§ What you have to do
Extract every line of the entries below and reproduce each one word for word.

++++ Data to use ++++

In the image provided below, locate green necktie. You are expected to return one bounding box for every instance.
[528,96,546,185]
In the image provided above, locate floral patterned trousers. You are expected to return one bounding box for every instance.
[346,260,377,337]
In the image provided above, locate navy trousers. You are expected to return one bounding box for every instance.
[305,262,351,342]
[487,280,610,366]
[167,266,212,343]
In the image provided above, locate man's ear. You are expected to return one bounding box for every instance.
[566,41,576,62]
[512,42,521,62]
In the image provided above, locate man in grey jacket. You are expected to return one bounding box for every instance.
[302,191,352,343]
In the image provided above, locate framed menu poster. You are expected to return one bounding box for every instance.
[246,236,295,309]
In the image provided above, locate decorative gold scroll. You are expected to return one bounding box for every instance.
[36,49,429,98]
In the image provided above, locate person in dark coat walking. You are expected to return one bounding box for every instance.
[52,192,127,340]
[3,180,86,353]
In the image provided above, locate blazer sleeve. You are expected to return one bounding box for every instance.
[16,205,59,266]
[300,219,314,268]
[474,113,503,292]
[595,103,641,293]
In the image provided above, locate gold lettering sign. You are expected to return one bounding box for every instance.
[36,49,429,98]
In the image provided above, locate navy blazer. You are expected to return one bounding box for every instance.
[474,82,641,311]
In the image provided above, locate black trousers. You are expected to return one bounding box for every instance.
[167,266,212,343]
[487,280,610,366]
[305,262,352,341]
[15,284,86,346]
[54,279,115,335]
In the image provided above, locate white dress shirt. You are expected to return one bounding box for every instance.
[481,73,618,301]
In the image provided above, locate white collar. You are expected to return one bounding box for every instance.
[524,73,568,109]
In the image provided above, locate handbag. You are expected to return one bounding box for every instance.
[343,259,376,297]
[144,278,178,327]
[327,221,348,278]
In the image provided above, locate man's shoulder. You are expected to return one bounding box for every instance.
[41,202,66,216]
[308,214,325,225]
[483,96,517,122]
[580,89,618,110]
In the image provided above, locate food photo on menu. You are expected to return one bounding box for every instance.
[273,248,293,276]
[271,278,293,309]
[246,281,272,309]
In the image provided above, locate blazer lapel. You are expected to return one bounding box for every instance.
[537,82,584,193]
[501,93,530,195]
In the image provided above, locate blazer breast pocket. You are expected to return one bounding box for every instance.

++++

§ Finished task
In the image provided below, locate green necktie. You are expected to return one bounding box for every instance.
[528,96,546,185]
In the image provided above, locate floral patterned trousers. You are expected to return one bounding box for every instance.
[346,260,377,337]
In the image provided above, locate navy trousers. You are expected to return one bounding box for every instance.
[305,262,351,342]
[487,280,610,366]
[167,266,212,343]
In the image provided above, locate man's ear. You are expected to return one bounding box for every instance.
[566,41,576,62]
[512,42,521,62]
In the image provided above, locate man in grey jacket. You are expected to return one bounding box for every instance.
[302,191,352,343]
In the image provided above, locate framed menu poster. You are expected to return one bounding box for every instance.
[246,236,295,309]
In the image provided above, locate decorative gold scroll. You are expected to return one bounding box for every instance.
[36,49,429,98]
In the image provided above, locate person in dark coat walking. You are expected to return one bounding box for every instance.
[52,192,127,340]
[3,180,86,353]
In the image provided above, locate blazer sleeve. You are expected to return one bounding box for every instance.
[16,205,59,266]
[300,219,314,268]
[474,113,503,292]
[595,103,641,293]
In the image provided above, locate gold lettering sign. You are expected to return one bounding box for every instance.
[36,49,429,98]
In the image provided above, locate navy blazer. You are expected to return one bounding box for every instance.
[474,82,641,311]
In the image provided above, locate black trousers. You are expected to return one bounding box for every instance.
[167,266,212,343]
[487,280,610,366]
[305,262,352,341]
[15,284,86,346]
[54,279,115,335]
In the image provided above, locate white dress shirt. You are expected to return one bounding box for every instance.
[481,73,618,301]
In the image provided above, locate white collar. You are expected to return one bounding box for every instance.
[524,73,568,109]
In the image provided above, locate handbag. You are expected to return one bounding box for every instance.
[343,259,376,297]
[144,278,178,327]
[327,221,348,278]
In the image provided above, locate man's shoulder. You are expected to return one bounding box for every instance.
[41,202,66,216]
[308,214,325,225]
[483,96,517,122]
[580,89,618,110]
In the image provided above, locate food photo on menu. You are expected to return one bounding box for every instance.
[273,248,293,276]
[271,278,293,309]
[246,281,272,309]
In the image provided above, locate blazer lapel. You are expected to return one bounding box for every instance.
[537,82,584,193]
[501,93,530,195]
In the image provided above, locate blazer breast pocket. You are expected to return one bounding box for every instance.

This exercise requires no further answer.